▶ **WHAT YOU SHOULD DO**
Every record must be copied exactly, from first line to last.

▶ **TASK MATERIAL**
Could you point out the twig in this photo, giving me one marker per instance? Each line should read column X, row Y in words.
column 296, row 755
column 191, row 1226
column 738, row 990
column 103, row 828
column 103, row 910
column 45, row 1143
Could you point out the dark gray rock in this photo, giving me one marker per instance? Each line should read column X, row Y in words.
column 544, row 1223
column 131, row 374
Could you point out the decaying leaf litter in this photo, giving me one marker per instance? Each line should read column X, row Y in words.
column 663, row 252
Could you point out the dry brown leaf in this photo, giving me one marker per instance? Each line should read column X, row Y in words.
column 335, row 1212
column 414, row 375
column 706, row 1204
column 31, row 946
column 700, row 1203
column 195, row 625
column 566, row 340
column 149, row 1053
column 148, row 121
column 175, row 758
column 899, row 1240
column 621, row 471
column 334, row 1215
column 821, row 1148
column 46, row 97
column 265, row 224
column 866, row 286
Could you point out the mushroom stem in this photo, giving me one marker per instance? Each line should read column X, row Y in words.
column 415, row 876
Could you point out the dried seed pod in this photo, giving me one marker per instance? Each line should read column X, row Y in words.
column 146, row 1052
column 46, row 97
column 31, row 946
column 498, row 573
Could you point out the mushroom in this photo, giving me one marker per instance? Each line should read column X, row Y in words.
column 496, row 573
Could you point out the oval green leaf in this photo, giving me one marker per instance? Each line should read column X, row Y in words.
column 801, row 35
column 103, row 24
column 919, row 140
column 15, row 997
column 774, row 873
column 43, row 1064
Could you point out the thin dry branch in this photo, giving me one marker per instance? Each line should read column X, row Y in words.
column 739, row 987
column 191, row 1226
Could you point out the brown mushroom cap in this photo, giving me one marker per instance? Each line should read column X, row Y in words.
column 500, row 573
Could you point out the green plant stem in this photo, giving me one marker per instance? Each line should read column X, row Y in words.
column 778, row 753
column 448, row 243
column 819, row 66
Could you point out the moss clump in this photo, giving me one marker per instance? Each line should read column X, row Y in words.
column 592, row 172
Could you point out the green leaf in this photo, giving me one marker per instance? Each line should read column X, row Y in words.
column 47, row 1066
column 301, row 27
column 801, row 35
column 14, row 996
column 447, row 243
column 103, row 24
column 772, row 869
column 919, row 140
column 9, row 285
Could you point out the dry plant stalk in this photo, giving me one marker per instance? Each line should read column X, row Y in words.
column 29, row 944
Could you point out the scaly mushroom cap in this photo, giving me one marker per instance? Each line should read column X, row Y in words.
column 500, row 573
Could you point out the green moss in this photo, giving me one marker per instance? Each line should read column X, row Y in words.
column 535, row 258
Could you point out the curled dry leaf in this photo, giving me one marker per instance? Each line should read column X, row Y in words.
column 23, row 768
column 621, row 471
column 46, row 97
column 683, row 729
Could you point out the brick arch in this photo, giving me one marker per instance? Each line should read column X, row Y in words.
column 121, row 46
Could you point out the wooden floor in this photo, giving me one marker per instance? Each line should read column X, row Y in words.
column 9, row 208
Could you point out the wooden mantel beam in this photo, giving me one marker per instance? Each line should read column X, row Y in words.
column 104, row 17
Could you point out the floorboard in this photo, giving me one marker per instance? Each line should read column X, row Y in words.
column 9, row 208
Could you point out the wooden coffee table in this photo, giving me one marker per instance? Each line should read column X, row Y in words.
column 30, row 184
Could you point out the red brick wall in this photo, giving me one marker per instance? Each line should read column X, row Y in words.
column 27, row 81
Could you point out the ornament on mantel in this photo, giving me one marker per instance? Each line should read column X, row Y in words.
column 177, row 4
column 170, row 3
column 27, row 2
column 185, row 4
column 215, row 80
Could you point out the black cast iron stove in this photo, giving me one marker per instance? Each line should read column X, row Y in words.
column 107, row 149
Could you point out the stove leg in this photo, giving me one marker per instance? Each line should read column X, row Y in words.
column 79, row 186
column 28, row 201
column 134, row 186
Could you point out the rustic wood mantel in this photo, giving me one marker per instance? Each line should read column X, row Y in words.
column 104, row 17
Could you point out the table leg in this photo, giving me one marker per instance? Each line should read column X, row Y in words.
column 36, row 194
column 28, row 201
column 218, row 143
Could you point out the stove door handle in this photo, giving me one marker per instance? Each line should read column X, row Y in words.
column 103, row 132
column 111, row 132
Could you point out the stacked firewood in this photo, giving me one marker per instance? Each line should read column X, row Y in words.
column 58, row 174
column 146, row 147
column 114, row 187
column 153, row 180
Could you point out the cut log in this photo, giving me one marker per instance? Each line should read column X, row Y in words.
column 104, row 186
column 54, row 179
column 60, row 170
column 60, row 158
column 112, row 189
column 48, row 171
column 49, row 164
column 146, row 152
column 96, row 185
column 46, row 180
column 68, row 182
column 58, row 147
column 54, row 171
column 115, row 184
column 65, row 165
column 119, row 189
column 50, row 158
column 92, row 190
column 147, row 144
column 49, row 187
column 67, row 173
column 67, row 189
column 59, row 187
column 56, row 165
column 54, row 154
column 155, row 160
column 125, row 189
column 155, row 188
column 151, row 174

▶ **EXERCISE RESPONSE**
Could you point out the twig in this photo, giving me one marker per instance? Each line should read column X, row Y in words.
column 296, row 755
column 191, row 1226
column 738, row 990
column 103, row 828
column 103, row 910
column 45, row 1143
Could you point out the dark gray rock in this photo, giving me one marker per instance? Each line should read column X, row Y in words.
column 544, row 1223
column 131, row 374
Could you point out the decaying leaf litter in this photo, giving me one marker per instance? Each line should read column X, row Y in words.
column 663, row 252
Could you point out the dry brown leaf in this photo, giving me one marker per instance? Each line should read column X, row Y in words.
column 335, row 1212
column 414, row 375
column 706, row 1204
column 31, row 946
column 700, row 1203
column 195, row 625
column 566, row 340
column 149, row 1053
column 148, row 121
column 175, row 758
column 899, row 1240
column 621, row 471
column 334, row 1215
column 821, row 1148
column 46, row 97
column 265, row 224
column 866, row 286
Could you point out the mushroom stem in this photo, giving me one marker per instance? Each line should read column X, row Y in words.
column 415, row 876
Could you point out the dried seed pod in this photo, giving me one marker per instance? Each line should read column X, row Y in words.
column 146, row 1052
column 46, row 97
column 31, row 946
column 498, row 573
Could you point out the mushroom in this photo, giving me one marker per instance? Each line should read column X, row Y in words.
column 496, row 573
Could you point out the oval green leaf in this photo, giving me one marker per instance? Each line should read column X, row Y in words.
column 801, row 35
column 103, row 24
column 919, row 140
column 15, row 997
column 774, row 873
column 43, row 1064
Could you point out the thin dry branch in this photo, giving me one marker per instance? Each line should read column X, row Y in words.
column 739, row 987
column 191, row 1226
Could you point out the brown mushroom cap in this photo, giving me one marker per instance? Each line should read column X, row Y in words.
column 500, row 573
Could you point out the green plant stem in this photo, giving me one marker per instance? Each line should read column X, row Y in words.
column 778, row 753
column 448, row 243
column 819, row 66
Could you point out the moss clump in this photo, giving me one marker per instance? Each line should read column X, row Y in words.
column 592, row 172
Could you point out the green leaf in this photo, giving me one marker per instance? Each line should read column X, row Y in words.
column 47, row 1066
column 301, row 27
column 801, row 35
column 14, row 996
column 447, row 243
column 103, row 24
column 772, row 869
column 919, row 140
column 9, row 285
Could you point out the dry plant stalk in this photo, giving me one marker per instance? Each line should read column X, row Y in words.
column 29, row 944
Could you point out the scaly mushroom cap in this photo, giving me one marker per instance? Each line should read column X, row Y in words.
column 500, row 573
Could you point out the green moss in this photo, giving me one marker per instance? Each line should read column X, row Y in words.
column 535, row 258
Could you point out the curled dry leaf in this photo, giving me one marker per instance? Each line should read column X, row Y in words.
column 23, row 768
column 621, row 471
column 46, row 97
column 683, row 729
Could you point out the brick arch in this photo, giving me one marker per instance? Each line should read column X, row Y in words.
column 121, row 46
Could you point out the wooden floor in this photo, giving me one marker per instance? Each line should read column X, row Y in words.
column 9, row 208
Could you point out the wooden mantel beam in this photo, giving me one marker per instance? Each line should read column X, row Y in words.
column 104, row 17
Could you point out the floorboard in this photo, giving me one marker per instance? Each line should read column X, row Y in words.
column 9, row 208
Could you point out the wooden coffee table in this photo, giving me one marker per instance? Each line should read column X, row Y in words.
column 30, row 184
Could you point out the red brick wall in this photo, giving me one marker per instance? Each line should read column X, row Y in words.
column 27, row 81
Could you point out the ornament on mantel in this photo, giving me one marker per instance? Each line should read column X, row Y in words.
column 177, row 4
column 170, row 3
column 27, row 2
column 185, row 4
column 215, row 80
Could you point out the black cast iron stove in this photo, giving me one marker per instance? Each line should read column X, row Y in words.
column 107, row 149
Could you point out the stove leg in this photo, giving me one marker per instance? Each line should read column X, row Y in words.
column 79, row 186
column 28, row 201
column 134, row 186
Could you point out the rustic wood mantel in this photo, giving me one marker per instance? Each line should read column X, row Y in words.
column 104, row 17
Could you point out the table leg in this photo, giving me one marker per instance? Each line should read column X, row Y in words.
column 36, row 194
column 28, row 201
column 218, row 143
Could you point out the stove door handle in this photo, giving me one marker per instance? Each line should read column X, row Y in words.
column 103, row 132
column 111, row 132
Could you point out the stacked firewood in this photo, giving me one marker per instance? Each line should read column X, row Y in words.
column 58, row 174
column 146, row 147
column 114, row 187
column 153, row 180
Could you point out the cut log in this photo, giving me one marker per instance? Each line should read column X, row Y in words.
column 104, row 186
column 54, row 179
column 60, row 170
column 60, row 158
column 112, row 189
column 48, row 171
column 49, row 164
column 146, row 152
column 96, row 185
column 46, row 180
column 68, row 182
column 58, row 147
column 54, row 171
column 115, row 184
column 65, row 165
column 119, row 189
column 50, row 158
column 92, row 190
column 147, row 144
column 49, row 187
column 67, row 173
column 67, row 189
column 59, row 187
column 56, row 165
column 54, row 154
column 155, row 160
column 125, row 189
column 155, row 188
column 151, row 174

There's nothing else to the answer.